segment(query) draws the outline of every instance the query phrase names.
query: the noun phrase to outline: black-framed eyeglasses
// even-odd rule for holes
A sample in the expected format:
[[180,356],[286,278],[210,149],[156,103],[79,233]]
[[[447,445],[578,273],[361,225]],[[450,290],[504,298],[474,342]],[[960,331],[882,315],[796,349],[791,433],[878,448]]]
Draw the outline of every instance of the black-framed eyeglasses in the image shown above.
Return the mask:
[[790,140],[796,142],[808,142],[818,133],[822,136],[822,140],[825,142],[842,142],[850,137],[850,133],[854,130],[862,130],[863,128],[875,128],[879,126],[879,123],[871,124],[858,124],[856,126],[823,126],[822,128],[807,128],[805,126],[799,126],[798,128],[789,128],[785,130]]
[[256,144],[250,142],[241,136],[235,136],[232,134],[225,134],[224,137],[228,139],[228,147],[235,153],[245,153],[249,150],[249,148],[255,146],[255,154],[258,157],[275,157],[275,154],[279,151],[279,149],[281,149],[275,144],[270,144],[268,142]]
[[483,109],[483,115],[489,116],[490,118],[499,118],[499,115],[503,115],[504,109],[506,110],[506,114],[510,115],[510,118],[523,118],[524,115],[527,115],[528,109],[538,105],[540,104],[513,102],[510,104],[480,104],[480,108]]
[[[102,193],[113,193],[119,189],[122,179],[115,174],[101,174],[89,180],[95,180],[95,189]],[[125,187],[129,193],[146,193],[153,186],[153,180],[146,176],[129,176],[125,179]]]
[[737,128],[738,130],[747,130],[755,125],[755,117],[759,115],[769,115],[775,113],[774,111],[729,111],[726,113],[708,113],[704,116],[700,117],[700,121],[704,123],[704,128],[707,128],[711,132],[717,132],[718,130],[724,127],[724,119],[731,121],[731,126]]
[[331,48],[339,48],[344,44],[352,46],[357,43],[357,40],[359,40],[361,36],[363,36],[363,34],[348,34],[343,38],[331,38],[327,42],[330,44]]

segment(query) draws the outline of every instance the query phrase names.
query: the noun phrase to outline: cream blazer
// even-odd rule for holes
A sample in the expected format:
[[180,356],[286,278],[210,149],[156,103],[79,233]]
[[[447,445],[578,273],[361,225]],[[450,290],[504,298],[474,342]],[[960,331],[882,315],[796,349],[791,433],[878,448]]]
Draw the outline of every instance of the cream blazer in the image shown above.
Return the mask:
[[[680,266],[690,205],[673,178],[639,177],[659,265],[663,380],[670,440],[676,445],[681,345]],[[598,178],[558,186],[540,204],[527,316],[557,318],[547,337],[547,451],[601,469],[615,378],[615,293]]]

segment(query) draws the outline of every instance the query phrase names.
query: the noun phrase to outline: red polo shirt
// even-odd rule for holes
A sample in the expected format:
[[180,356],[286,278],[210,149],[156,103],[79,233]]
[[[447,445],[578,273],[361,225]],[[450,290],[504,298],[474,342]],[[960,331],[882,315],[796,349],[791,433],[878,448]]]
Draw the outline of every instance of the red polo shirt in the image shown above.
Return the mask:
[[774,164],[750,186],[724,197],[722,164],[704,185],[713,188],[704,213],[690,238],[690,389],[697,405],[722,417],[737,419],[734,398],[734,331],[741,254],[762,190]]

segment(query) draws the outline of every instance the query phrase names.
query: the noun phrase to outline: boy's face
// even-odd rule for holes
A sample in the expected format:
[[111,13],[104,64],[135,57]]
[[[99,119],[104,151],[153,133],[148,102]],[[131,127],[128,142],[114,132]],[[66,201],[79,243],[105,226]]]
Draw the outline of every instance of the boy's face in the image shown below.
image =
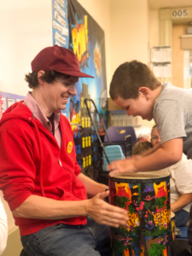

....................

What is needed: Copy out every line of the records that contains the string "face". Case counts.

The response:
query: the noun phrase to outline: boy's face
Draw the outline of every instance of the boy's face in the image shown below.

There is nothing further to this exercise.